* **DATA PROVIDED**
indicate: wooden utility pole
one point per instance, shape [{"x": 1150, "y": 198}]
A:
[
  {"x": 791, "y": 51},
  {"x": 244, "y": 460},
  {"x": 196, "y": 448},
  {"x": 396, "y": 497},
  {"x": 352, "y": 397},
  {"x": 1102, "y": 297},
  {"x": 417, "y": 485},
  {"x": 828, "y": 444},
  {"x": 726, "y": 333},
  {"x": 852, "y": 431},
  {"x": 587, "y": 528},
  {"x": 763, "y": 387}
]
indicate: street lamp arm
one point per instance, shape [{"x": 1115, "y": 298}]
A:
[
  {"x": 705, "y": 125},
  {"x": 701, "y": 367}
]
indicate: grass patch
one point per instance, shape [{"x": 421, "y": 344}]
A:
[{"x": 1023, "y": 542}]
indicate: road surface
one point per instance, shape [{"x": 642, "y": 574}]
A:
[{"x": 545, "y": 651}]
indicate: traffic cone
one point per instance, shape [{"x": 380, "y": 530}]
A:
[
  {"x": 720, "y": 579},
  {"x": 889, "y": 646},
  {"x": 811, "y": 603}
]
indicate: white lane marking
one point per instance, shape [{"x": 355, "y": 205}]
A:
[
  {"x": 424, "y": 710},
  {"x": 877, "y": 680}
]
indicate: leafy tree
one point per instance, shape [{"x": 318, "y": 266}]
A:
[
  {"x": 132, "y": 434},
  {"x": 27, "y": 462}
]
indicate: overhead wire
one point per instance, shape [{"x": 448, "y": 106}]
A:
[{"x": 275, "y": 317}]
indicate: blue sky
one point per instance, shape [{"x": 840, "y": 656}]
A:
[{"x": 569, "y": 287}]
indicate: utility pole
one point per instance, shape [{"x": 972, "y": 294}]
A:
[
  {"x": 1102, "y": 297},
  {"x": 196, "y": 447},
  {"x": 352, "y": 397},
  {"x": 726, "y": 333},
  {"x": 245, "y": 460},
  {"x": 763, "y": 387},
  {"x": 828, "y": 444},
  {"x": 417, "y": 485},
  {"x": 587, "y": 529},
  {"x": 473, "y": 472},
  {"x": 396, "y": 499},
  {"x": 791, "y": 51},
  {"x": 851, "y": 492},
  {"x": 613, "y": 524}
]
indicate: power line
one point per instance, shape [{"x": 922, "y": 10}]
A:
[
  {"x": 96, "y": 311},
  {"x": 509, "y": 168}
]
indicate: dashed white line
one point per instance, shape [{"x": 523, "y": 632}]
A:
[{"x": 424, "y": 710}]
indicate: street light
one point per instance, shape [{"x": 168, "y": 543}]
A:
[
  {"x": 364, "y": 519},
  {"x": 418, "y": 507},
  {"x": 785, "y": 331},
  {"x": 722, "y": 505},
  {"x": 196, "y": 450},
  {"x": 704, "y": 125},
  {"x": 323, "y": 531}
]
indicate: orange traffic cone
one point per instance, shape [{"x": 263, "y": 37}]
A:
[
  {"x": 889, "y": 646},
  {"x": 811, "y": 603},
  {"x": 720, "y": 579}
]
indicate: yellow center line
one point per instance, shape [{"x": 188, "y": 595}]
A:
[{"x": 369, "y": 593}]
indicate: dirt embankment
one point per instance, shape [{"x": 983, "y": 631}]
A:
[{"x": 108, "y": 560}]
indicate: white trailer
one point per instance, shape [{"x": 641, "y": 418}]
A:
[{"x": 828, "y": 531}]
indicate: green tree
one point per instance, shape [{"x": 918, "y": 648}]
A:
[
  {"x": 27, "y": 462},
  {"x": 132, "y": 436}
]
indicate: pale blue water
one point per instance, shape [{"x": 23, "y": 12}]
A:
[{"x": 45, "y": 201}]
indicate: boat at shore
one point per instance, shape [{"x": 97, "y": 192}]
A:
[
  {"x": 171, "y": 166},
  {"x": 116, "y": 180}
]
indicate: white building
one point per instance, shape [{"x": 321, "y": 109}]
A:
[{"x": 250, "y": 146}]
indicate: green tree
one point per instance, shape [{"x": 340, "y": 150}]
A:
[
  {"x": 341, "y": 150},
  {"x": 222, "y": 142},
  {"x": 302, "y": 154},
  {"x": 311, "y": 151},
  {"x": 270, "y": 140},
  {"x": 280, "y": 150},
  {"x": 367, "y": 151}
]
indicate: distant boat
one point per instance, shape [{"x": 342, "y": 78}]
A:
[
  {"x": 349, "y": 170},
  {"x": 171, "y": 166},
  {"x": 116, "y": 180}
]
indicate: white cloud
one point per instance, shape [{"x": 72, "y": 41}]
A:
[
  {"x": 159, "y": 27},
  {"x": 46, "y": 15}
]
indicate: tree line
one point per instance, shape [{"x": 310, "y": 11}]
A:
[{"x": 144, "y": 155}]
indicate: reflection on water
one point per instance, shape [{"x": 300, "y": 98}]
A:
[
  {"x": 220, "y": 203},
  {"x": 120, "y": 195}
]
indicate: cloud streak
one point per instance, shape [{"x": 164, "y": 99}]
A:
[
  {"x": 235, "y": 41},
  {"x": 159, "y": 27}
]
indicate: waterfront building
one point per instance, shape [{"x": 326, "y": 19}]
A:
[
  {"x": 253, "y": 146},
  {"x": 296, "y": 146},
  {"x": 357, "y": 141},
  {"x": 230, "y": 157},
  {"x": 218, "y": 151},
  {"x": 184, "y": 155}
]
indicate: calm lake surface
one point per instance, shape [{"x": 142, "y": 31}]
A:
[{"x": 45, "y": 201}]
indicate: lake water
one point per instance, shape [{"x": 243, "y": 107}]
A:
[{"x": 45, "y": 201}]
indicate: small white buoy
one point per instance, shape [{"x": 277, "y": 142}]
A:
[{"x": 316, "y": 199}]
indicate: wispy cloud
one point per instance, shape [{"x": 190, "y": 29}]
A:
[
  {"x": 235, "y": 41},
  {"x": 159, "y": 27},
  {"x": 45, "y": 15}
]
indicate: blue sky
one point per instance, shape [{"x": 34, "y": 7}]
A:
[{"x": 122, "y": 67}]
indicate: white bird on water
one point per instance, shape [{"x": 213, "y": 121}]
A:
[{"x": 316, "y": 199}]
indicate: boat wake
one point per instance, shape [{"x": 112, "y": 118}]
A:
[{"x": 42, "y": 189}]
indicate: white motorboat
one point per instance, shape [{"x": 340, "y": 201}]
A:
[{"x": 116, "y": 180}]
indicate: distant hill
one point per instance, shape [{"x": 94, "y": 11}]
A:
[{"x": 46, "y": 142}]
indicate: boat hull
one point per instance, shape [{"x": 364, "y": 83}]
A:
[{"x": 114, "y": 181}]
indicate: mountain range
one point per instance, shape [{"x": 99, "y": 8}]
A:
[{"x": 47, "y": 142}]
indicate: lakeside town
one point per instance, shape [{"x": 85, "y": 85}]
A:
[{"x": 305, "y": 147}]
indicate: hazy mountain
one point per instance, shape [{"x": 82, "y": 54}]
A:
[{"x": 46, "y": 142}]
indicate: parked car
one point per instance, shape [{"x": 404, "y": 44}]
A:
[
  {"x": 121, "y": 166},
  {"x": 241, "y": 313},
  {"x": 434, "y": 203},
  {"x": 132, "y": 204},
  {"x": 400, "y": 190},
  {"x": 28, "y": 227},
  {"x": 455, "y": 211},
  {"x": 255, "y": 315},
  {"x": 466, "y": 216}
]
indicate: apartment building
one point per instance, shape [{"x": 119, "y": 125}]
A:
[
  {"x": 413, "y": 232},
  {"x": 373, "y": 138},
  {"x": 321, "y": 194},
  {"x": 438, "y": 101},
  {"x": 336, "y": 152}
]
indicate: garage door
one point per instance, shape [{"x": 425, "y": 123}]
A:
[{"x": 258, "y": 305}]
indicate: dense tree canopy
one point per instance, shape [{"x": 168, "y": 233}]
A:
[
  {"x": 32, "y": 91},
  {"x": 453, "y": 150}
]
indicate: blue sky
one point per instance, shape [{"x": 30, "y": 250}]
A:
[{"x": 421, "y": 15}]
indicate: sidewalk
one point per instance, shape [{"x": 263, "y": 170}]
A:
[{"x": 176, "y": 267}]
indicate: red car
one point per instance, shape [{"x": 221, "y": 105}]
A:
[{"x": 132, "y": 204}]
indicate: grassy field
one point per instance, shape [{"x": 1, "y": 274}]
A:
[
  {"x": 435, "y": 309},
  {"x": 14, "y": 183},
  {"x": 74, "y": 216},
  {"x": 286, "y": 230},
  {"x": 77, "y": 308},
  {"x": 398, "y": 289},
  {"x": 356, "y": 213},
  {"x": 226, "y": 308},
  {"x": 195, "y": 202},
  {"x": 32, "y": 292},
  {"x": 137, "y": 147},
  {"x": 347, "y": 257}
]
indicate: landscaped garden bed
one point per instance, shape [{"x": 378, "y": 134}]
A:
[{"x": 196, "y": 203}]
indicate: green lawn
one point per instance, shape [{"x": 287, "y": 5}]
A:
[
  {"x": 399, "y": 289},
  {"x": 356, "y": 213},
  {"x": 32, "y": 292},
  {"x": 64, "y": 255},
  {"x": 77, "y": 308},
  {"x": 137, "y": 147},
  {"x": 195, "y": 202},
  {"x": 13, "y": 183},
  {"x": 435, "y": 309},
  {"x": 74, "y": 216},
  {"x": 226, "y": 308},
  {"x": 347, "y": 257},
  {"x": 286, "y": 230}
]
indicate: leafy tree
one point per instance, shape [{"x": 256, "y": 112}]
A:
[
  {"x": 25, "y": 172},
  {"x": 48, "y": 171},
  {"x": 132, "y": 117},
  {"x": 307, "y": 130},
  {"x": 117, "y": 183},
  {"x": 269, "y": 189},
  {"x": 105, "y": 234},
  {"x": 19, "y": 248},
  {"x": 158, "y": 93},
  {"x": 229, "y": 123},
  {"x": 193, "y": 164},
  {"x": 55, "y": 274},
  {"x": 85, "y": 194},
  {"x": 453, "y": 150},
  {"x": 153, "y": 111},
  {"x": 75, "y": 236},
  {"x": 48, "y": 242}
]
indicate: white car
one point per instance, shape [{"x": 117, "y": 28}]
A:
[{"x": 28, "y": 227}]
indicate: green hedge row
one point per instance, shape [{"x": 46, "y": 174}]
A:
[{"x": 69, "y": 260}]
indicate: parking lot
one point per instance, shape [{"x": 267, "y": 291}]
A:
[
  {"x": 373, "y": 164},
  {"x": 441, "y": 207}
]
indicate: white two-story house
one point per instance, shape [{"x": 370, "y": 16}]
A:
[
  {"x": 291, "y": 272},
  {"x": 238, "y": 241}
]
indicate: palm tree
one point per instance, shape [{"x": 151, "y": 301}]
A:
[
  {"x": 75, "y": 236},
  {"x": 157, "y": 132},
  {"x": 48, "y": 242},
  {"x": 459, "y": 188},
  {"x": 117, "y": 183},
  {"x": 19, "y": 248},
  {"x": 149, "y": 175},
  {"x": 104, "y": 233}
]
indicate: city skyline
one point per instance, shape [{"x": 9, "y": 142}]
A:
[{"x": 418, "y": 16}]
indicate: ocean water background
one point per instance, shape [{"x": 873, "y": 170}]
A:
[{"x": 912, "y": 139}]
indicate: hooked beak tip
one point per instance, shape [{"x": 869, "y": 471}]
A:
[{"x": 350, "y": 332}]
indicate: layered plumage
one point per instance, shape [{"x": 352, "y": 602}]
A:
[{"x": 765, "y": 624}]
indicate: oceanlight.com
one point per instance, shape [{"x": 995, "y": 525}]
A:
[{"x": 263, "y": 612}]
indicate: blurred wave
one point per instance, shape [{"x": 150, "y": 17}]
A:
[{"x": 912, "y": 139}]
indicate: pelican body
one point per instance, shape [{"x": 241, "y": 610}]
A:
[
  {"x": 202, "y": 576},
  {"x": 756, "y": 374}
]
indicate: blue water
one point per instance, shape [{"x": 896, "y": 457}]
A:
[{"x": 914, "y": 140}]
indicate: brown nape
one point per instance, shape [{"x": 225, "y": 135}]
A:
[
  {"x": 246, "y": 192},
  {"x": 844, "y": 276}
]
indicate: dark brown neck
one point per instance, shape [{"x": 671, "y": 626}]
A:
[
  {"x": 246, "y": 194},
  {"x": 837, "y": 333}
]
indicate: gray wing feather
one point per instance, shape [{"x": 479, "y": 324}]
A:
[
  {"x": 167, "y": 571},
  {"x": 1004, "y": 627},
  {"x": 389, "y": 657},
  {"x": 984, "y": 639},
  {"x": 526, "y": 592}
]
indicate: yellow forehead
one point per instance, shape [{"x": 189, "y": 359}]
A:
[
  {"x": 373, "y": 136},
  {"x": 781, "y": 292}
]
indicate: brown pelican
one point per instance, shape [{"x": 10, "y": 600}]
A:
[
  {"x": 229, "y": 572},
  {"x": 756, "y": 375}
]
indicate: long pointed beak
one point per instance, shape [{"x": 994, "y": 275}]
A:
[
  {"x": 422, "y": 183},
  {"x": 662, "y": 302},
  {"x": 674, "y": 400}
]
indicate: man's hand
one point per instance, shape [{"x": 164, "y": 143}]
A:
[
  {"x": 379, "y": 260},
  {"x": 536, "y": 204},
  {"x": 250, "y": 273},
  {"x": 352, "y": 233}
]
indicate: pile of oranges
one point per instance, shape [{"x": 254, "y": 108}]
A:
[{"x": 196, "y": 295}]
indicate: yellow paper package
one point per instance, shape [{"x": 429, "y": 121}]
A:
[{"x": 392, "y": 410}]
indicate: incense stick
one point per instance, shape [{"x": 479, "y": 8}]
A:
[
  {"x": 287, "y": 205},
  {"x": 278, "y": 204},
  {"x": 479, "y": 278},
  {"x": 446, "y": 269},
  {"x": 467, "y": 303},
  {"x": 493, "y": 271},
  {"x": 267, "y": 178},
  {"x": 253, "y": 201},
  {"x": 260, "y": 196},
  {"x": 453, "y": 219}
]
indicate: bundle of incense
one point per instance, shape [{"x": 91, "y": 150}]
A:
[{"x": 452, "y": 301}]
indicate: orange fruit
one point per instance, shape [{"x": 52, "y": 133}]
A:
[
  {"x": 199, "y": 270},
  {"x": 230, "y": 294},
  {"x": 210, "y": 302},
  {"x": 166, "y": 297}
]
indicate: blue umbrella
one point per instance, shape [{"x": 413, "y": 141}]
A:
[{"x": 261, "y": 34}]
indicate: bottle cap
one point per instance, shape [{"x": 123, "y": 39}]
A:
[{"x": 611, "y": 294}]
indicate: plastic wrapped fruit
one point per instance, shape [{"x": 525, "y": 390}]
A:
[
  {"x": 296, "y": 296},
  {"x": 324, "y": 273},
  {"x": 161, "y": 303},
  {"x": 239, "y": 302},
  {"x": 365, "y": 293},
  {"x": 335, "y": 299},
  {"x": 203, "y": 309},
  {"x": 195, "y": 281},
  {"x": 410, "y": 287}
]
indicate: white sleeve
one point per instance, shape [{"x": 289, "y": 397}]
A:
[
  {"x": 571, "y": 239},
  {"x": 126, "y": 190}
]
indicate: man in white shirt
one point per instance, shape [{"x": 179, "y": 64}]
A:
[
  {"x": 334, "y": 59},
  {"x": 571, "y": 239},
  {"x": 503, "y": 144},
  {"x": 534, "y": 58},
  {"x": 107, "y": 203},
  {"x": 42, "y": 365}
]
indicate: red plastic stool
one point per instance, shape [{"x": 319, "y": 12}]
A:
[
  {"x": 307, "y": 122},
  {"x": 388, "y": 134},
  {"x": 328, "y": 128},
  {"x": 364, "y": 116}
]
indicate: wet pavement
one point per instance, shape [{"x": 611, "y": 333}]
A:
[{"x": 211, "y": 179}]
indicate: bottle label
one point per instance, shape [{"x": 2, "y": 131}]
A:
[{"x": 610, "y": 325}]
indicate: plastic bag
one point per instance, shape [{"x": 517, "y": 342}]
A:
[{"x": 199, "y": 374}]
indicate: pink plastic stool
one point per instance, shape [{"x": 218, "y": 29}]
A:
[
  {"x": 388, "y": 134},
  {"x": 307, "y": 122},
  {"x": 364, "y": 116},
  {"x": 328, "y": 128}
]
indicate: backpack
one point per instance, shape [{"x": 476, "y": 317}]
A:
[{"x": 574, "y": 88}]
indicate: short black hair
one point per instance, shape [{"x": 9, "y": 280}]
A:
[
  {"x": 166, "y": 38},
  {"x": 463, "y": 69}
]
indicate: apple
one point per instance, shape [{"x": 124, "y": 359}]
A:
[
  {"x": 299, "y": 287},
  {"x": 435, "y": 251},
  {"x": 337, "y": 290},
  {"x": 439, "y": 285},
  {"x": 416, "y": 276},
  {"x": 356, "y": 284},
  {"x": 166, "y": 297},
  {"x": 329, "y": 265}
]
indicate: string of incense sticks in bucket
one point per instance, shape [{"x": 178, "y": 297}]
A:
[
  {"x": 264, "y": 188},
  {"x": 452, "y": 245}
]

* **TASK DETAILS**
Write out only what runs from the line holding "indicate: backpack" through the last line of the records, exactly as shown.

* **WRITTEN ANSWER**
indicate: backpack
one point per instance, shape [{"x": 476, "y": 317}]
A:
[{"x": 574, "y": 88}]
indicate: short black hair
one point per instance, shape [{"x": 9, "y": 280}]
A:
[
  {"x": 166, "y": 38},
  {"x": 463, "y": 69}
]
indicate: apple
one point per instance, shape [{"x": 124, "y": 359}]
A:
[
  {"x": 299, "y": 287},
  {"x": 435, "y": 251},
  {"x": 337, "y": 290},
  {"x": 439, "y": 285},
  {"x": 416, "y": 276},
  {"x": 356, "y": 284},
  {"x": 166, "y": 297},
  {"x": 329, "y": 265}
]
indicate: string of incense sticks in bucket
one point per instance, shape [{"x": 178, "y": 297}]
A:
[
  {"x": 264, "y": 188},
  {"x": 452, "y": 245}
]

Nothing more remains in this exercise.